━━━━━ Task material
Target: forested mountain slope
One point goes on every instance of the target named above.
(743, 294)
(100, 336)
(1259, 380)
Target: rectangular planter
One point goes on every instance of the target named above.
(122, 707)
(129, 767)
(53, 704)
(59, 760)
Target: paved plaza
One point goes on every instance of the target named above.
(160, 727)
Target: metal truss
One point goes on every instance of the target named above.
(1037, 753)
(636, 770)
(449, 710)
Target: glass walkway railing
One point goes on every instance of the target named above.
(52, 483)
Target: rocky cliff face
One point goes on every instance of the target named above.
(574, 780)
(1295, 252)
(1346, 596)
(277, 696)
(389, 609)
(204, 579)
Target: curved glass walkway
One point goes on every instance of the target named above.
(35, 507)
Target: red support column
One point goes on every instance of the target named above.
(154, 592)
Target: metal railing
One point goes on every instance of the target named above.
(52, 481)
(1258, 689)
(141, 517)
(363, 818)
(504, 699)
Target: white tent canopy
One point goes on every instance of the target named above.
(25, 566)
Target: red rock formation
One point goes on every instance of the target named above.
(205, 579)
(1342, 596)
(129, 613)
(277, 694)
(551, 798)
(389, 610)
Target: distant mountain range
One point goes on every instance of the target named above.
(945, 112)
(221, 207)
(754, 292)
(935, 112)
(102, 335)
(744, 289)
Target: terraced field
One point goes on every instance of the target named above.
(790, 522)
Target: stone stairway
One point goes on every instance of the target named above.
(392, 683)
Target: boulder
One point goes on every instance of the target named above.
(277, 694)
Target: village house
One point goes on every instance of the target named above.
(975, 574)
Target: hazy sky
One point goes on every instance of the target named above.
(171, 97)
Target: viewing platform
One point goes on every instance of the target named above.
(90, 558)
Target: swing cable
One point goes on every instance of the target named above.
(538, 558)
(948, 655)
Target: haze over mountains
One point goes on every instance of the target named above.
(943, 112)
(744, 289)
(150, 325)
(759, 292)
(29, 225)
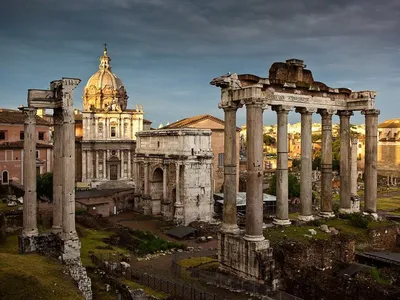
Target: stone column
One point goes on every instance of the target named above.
(229, 224)
(68, 128)
(345, 201)
(306, 164)
(254, 193)
(282, 197)
(122, 164)
(84, 163)
(97, 165)
(371, 168)
(58, 174)
(129, 165)
(105, 164)
(30, 197)
(178, 216)
(326, 163)
(353, 167)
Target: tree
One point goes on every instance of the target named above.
(44, 186)
(293, 186)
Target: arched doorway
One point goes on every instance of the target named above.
(156, 190)
(4, 177)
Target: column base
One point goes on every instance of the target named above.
(374, 215)
(281, 222)
(326, 214)
(305, 218)
(29, 233)
(230, 228)
(345, 210)
(253, 238)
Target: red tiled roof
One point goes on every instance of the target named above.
(20, 144)
(8, 116)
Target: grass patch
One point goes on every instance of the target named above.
(195, 262)
(92, 241)
(379, 277)
(293, 233)
(32, 276)
(147, 290)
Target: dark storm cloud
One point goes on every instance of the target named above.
(167, 51)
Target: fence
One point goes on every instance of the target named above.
(112, 265)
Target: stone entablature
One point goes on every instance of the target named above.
(173, 171)
(185, 142)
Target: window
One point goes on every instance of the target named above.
(220, 159)
(41, 136)
(3, 134)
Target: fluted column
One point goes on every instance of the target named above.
(326, 163)
(229, 224)
(69, 172)
(122, 164)
(282, 197)
(30, 197)
(58, 174)
(97, 164)
(254, 192)
(353, 167)
(371, 168)
(345, 201)
(306, 164)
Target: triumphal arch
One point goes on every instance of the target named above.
(289, 87)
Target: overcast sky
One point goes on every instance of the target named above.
(167, 51)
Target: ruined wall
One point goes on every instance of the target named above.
(197, 188)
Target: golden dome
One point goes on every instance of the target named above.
(104, 91)
(393, 123)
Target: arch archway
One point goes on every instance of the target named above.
(156, 190)
(5, 177)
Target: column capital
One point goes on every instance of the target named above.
(369, 112)
(345, 113)
(281, 109)
(30, 115)
(254, 102)
(230, 106)
(306, 110)
(325, 113)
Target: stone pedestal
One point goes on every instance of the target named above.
(246, 259)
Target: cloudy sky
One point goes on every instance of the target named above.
(167, 51)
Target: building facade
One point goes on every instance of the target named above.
(173, 168)
(12, 146)
(106, 129)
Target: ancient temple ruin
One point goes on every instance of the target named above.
(63, 241)
(289, 87)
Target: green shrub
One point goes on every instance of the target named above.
(358, 220)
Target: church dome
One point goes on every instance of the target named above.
(393, 123)
(104, 91)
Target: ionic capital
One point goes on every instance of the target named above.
(306, 110)
(345, 113)
(30, 115)
(230, 106)
(370, 112)
(327, 113)
(281, 109)
(254, 102)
━━━━━━━━━━
What the exercise asks – Copy the data character for character, but drop all pictures from the copy.

Written response –
Target: forested mountain slope
One point goes on every instance of the target named above.
(743, 294)
(100, 336)
(1259, 380)
Target: rectangular planter
One point goes on every instance of the target named above.
(122, 707)
(129, 767)
(53, 704)
(59, 760)
Target: paved plaza
One point goes on every instance of the target named above.
(160, 727)
Target: metal truss
One point goes on every instance of the target named above.
(1037, 753)
(636, 770)
(449, 710)
Target: glass walkway railing
One point goes on every instance of the target named above.
(52, 483)
Target: rocky cliff face
One point goes on every instance of the target named above.
(574, 780)
(1295, 252)
(1346, 596)
(277, 696)
(389, 609)
(204, 579)
Target: curved glass walkway
One point goes on every instance of the target named above.
(35, 507)
Target: red support column
One point goes on every instance of the target named above.
(154, 592)
Target: metal railing
One point goes on every instance of the target named above.
(52, 481)
(1258, 689)
(141, 517)
(363, 818)
(504, 699)
Target: white tent canopy
One point goes on every instance of the target named above.
(25, 566)
Target: red rock formation
One point goes on every instance of the target named above.
(205, 579)
(1342, 596)
(129, 613)
(277, 694)
(551, 798)
(389, 610)
Target: distant mountain range
One point goes on every instance of the target named above.
(945, 112)
(221, 207)
(754, 292)
(935, 112)
(102, 335)
(744, 289)
Target: terraced field
One point goes on every instance of the target named above.
(790, 522)
Target: stone stairway
One point goes on every instance of the target named above.
(392, 683)
Target: boulder
One point goes on every instance of the target named above.
(277, 694)
Target: village house
One point goes on every instance of the target named above.
(975, 574)
Target: hazy sky
One point goes on every instance of the target named above.
(171, 97)
Target: viewing platform
One point goes on every instance of the target named above.
(90, 558)
Target: swing cable
One point goes on every instance of the target named above.
(538, 558)
(948, 655)
Target: haze over mountains
One point goes on every instance of the target named above.
(943, 112)
(744, 289)
(150, 325)
(759, 292)
(29, 225)
Target: stone column
One point goes on every instance of the target named above.
(229, 224)
(68, 128)
(345, 201)
(306, 164)
(254, 193)
(282, 197)
(122, 164)
(84, 163)
(97, 165)
(371, 168)
(58, 174)
(129, 165)
(105, 164)
(30, 197)
(178, 216)
(326, 163)
(353, 167)
Target: tree
One point goes on every instance of the target named above.
(44, 186)
(293, 186)
Target: arched doorway
One point goes on every instance of the target named above.
(156, 190)
(4, 177)
Target: column base
One point goes on every instance of the target named above.
(374, 215)
(281, 222)
(326, 214)
(305, 218)
(29, 233)
(230, 228)
(345, 210)
(253, 238)
Target: red tiled roof
One point goes on every instance of the target named above.
(20, 144)
(8, 116)
Target: grass patch
One point goes on every instance of the target named above.
(195, 262)
(92, 241)
(379, 277)
(293, 233)
(32, 276)
(147, 290)
Target: dark storm cloud
One point goes on every instance of the target named above.
(167, 51)
Target: fence
One point goes on every instance of the target named above.
(112, 265)
Target: stone entablature
One point goes on every instance of the target named above.
(173, 171)
(185, 142)
Target: window
One point goes on every instance of the target named above.
(220, 159)
(41, 136)
(3, 134)
Target: fluted column
One point goes on every instance of the target named above.
(326, 163)
(229, 224)
(69, 172)
(122, 164)
(282, 197)
(30, 197)
(58, 174)
(97, 164)
(254, 192)
(353, 167)
(371, 168)
(345, 201)
(306, 164)
Target: triumphal arch
One point goes on every instance of the target named above.
(289, 87)
Target: overcast sky
One point goes on every instance of the target named above.
(167, 51)
Target: ruined wall
One point goes on every instance of the target named above.
(197, 188)
Target: golden dome
One point goes on every instance of the target named above.
(104, 91)
(393, 123)
Target: arch archway
One point goes on every instance of the target named above.
(156, 190)
(5, 177)
Target: column capital
One point goes on every instance of the target named above.
(369, 112)
(345, 113)
(281, 109)
(30, 115)
(254, 102)
(230, 106)
(306, 110)
(325, 113)
Target: stone pedestal
One point goes on every instance of the target named above.
(246, 259)
Target: cloudy sky
One point goes on every instance of the target named above.
(167, 51)
Target: building facade
One point goes on every instance of the target named above.
(173, 168)
(12, 146)
(106, 129)
Target: ancient temple ruin
One point goes on every instance of the target named above.
(63, 241)
(289, 87)
Target: green shrub
One point goes on every instance of the target named above.
(358, 220)
Target: church dome
One point goes on every instance of the target named above.
(393, 123)
(104, 91)
Target: ionic capital
One point goes on every instance of the target named above.
(306, 110)
(345, 113)
(30, 115)
(230, 106)
(370, 112)
(327, 113)
(281, 109)
(254, 102)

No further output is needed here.